(YOUR INSTRUCTIONS):
Everything from the line containing "[tag] one dot per instance, sample [360,110]." down to the last line of the entries below must be transcribed exactly, and nothing else.

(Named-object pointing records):
:::

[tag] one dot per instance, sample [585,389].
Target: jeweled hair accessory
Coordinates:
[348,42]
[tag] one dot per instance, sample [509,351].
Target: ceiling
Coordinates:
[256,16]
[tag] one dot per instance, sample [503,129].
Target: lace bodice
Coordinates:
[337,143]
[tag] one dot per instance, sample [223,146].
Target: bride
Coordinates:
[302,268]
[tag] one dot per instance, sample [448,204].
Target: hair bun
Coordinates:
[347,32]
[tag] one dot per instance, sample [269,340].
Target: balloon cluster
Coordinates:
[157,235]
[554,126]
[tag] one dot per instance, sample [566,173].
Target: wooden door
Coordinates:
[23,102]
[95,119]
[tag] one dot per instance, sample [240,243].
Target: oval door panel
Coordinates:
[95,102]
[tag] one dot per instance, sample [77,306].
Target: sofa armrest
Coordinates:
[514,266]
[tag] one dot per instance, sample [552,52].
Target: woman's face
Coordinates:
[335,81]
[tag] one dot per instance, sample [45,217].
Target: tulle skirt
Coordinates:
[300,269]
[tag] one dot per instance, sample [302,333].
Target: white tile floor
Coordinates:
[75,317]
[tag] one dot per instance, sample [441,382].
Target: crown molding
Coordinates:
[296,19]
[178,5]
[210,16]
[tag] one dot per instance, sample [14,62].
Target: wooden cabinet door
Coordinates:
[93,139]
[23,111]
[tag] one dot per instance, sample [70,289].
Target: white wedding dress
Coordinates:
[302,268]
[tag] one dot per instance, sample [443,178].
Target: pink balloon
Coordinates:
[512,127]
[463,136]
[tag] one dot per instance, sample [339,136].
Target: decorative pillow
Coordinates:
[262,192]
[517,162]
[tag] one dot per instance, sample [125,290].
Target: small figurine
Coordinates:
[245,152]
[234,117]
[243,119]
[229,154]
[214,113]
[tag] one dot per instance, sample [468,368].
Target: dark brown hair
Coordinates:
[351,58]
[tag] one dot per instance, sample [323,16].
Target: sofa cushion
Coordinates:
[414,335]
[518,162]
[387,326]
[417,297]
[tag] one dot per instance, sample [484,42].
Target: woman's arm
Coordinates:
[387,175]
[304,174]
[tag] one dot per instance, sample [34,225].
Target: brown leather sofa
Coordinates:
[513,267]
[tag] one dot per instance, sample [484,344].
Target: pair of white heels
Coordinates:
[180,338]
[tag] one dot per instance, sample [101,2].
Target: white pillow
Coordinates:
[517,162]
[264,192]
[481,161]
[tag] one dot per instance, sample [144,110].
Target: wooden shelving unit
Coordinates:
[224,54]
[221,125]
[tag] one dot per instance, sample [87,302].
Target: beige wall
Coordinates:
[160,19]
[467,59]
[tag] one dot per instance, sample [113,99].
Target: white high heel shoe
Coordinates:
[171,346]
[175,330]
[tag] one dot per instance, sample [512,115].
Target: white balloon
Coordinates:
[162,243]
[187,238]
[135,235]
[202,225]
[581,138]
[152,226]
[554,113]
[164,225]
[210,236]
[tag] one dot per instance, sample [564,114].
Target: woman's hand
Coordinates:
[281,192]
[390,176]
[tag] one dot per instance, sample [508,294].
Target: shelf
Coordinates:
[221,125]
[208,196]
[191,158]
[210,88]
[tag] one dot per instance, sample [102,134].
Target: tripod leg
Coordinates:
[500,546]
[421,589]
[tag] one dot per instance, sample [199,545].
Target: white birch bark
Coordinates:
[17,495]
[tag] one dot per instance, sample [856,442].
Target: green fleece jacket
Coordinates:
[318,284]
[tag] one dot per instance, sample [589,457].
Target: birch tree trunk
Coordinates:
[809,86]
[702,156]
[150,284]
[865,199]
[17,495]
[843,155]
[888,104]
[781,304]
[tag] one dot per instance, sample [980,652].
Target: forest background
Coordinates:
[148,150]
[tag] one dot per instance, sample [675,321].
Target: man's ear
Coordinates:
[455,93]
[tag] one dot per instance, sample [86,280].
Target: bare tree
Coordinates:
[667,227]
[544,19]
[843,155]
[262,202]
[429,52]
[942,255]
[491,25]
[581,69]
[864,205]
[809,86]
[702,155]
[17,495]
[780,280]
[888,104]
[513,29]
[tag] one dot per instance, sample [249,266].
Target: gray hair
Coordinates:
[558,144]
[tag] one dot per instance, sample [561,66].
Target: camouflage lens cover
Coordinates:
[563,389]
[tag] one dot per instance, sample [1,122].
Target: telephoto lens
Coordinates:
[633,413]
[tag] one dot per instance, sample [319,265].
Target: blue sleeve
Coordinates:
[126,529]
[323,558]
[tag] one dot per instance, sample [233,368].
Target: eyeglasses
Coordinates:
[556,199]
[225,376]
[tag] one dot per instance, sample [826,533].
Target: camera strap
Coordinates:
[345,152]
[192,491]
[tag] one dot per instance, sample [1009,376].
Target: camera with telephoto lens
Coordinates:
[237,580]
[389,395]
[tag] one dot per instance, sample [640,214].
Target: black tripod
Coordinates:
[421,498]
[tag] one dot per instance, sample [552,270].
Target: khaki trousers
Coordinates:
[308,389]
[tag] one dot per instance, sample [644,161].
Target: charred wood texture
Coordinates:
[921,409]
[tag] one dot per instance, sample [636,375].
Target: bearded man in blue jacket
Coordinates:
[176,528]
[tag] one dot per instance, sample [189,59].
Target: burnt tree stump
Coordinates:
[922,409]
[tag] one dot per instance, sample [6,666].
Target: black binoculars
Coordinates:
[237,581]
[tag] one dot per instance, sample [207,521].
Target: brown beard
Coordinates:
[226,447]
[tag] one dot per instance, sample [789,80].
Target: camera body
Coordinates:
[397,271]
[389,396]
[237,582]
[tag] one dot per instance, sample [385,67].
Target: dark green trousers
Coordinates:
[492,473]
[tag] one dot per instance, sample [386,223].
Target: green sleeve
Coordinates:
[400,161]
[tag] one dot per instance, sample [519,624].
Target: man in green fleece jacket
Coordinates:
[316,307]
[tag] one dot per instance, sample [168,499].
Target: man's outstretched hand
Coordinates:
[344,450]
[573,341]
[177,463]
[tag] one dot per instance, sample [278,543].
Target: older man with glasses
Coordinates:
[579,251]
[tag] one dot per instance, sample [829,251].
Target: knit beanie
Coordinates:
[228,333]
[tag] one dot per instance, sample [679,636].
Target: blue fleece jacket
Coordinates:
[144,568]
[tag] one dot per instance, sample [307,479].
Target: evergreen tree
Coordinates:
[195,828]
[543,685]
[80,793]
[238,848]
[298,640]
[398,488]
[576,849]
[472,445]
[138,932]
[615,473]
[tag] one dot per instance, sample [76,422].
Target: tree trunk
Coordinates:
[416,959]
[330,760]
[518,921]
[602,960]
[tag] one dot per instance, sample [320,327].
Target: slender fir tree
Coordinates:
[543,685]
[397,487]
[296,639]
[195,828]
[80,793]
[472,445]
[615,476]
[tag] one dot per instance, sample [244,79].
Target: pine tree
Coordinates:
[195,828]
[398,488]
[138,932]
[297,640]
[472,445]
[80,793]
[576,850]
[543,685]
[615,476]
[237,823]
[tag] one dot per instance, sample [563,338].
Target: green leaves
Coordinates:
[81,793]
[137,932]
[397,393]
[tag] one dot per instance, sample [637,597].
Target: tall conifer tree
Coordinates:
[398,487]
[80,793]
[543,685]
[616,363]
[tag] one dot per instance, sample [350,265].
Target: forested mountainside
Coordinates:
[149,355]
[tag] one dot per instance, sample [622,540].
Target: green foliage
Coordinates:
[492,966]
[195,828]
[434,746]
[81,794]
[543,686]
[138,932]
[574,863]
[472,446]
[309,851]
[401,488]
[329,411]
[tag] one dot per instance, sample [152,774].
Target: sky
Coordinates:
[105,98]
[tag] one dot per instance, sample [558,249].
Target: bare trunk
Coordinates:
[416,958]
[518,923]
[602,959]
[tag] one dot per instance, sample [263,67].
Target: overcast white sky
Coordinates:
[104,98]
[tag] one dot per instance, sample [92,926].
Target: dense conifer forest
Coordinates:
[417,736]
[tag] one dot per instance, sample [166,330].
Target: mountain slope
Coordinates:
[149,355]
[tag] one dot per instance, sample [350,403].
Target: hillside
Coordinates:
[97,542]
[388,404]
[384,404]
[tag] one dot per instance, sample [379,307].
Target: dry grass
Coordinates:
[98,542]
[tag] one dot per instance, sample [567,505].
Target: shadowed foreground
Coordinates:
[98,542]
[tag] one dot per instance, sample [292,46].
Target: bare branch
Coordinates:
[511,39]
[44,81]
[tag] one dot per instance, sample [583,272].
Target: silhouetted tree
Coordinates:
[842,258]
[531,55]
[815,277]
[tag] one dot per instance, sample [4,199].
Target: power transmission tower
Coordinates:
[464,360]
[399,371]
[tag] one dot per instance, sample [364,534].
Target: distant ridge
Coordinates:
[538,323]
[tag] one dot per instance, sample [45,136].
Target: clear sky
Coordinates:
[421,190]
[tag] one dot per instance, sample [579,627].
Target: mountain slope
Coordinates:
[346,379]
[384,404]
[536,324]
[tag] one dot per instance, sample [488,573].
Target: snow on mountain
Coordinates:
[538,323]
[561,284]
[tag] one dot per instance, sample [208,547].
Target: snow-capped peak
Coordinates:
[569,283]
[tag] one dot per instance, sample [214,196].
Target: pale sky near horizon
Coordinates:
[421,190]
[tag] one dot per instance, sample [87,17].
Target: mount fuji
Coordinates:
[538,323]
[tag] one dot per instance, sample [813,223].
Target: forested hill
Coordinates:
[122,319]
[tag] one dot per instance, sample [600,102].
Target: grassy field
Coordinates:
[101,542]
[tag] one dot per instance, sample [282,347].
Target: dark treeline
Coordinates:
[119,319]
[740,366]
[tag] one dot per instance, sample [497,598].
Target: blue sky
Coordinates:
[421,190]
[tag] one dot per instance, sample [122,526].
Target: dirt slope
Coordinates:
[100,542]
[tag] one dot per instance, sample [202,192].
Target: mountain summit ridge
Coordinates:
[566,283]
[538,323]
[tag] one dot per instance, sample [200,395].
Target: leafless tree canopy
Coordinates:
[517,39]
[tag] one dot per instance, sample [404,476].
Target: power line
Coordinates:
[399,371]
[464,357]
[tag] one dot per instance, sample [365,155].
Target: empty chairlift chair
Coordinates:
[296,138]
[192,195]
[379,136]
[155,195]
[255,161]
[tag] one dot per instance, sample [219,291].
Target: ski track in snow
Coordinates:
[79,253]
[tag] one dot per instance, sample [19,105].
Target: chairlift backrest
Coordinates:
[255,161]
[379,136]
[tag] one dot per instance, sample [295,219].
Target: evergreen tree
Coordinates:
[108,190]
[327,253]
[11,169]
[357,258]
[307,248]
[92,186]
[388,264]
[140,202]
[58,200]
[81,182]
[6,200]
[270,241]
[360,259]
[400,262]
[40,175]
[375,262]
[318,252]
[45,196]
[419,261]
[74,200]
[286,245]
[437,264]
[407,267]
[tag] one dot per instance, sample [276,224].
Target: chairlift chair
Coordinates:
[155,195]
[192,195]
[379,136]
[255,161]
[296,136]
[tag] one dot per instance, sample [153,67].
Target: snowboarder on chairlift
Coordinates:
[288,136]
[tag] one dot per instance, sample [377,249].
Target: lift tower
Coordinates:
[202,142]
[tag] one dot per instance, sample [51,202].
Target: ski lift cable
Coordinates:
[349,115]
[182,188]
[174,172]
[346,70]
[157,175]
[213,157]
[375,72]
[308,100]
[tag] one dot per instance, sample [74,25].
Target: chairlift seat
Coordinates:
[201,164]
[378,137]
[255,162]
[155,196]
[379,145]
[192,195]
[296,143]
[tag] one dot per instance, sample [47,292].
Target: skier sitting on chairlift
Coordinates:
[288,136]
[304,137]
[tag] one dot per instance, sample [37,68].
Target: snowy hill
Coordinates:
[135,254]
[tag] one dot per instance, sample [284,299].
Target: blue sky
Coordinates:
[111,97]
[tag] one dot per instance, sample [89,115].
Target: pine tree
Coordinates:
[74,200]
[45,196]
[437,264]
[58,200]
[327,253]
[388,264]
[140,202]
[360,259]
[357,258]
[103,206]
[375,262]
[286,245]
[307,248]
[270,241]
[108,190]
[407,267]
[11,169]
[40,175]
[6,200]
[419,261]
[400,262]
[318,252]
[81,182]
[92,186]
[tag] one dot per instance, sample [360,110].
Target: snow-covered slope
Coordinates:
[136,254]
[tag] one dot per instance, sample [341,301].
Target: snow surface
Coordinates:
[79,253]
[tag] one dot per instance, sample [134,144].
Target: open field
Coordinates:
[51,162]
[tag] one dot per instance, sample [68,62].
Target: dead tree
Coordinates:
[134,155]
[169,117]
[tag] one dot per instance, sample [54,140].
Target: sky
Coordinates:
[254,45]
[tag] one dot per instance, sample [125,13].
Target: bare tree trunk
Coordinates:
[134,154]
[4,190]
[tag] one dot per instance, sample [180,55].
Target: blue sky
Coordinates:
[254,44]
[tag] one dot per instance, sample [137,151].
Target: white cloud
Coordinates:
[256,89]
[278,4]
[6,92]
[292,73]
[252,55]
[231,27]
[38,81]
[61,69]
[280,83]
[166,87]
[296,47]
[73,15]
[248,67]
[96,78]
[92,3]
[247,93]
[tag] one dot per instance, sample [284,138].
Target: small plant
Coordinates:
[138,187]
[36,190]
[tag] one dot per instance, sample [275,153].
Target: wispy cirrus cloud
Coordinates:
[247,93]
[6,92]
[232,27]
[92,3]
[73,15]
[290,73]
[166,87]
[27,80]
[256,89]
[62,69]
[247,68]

:::

(IN RESPONSE):
[tag] one dot per instance, sample [360,110].
Target: snow-covered slope
Coordinates:
[136,254]
[tag] one dot per instance, sample [341,301].
Target: snow surface
Coordinates:
[79,253]
[tag] one dot per instance, sample [134,144].
Target: open field
Coordinates:
[51,162]
[tag] one dot per instance, sample [68,62].
Target: dead tree
Coordinates:
[134,155]
[169,117]
[tag] one dot per instance, sample [54,140].
Target: sky
Coordinates:
[254,45]
[tag] one dot per instance, sample [125,13].
Target: bare tree trunk
Coordinates:
[134,154]
[4,190]
[tag] one dot per instance, sample [180,55].
Target: blue sky
Coordinates:
[254,44]
[tag] one dot per instance, sample [137,151].
Target: white cloud
Coordinates:
[256,89]
[278,4]
[6,92]
[292,73]
[252,55]
[231,27]
[38,81]
[61,69]
[280,83]
[166,87]
[296,47]
[73,15]
[248,67]
[96,78]
[92,3]
[247,93]
[tag] one dot per instance, sample [284,138].
Target: small plant
Coordinates:
[138,187]
[36,190]
[tag] one dot per instance, sample [275,153].
Target: wispy cirrus cloud
Coordinates:
[247,93]
[6,92]
[232,27]
[92,3]
[73,15]
[290,73]
[166,87]
[27,80]
[256,89]
[62,69]
[247,68]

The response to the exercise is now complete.